- TASK ITEM
Can you rewrite the passage on protein in a ketogenic diet, starting with "When on a ketogenic" and going on through "relying on instinct.", renaming "protein supplement" as "protein powder"?

- EXCERPT PROVIDED
────────────────────────────────────────
Eating a ketogenic diet is different from eating a generic low carb diet. Because so much focus is on fat and ketosis, we can actually accidentally end up eating too little protein. For most people, eating too little protein is not usually an issue. Protein-rich foods are around every corner, and a protein source is added to every meal. And for people on a generic low carb diet it’s fine too. They can eat a steak and eggs and be happy. But when you are focusing on eating lots of high quality fats, sometimes it can be hard to find proteins that match up.
Contrary to popular belief, the recommended amount of protein is not right for everyone. If you are a fully healthy, sedentary office worker, then the recommended amount may be fine. But people absorb anywhere from 2% to 99% of the proteins they eat, which means that you may need to eat ten times the recommended amount to actually absorb the recommended amount. And when we exercise, some of us recycle proteins better than others, meaning that some people need to increase their protein intake. This difference in metabolism is especially important when running on ketones. Ketones combine proteins and fats, so if you don’t eat enough quality proteins, your body will start digesting its own muscle for energy. Which is bad news!
When on a ketogenic diet, there are great ways of increasing your protein intake healthily and without compromising weightloss and gut health. One way is to simply use a protein supplement. This cuts out a lot of restrictions. Don’t pay attention to the source of the protein. Some proteins derived from peas and brown rice are low in carbs, whereas some whey proteins are loaded with extra sugars. Always read the breakdown of nutrients instead of relying on instinct.
But many of us want to eat a healthy, natural protein source. Eggs are a wonderful choice. Eggs contain most of their fats in the yolks and most of their proteins in the whites, making them a complete ketogenic fuel source. Because you can split the white and the yolk easily, you can also control your fat and protein intakes. By splitting your fats and proteins you have greater control over your intake. If you want a good daily protein source, eggs are a perfect choice.
────────────────────────────────────────
- ENTRIES SUPPLIED
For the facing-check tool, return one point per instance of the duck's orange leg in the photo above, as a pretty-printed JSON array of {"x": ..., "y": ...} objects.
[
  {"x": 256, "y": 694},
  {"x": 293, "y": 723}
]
────────────────────────────────────────
- ANSWER BOX
When on a ketogenic diet, there are great ways of increasing your protein intake healthily and without compromising weightloss and gut health. One way is to simply use a protein powder. This cuts out a lot of restrictions. Don’t pay attention to the source of the protein. Some proteins derived from peas and brown rice are low in carbs, whereas some whey proteins are loaded with extra sugars. Always read the breakdown of nutrients instead of relying on instinct.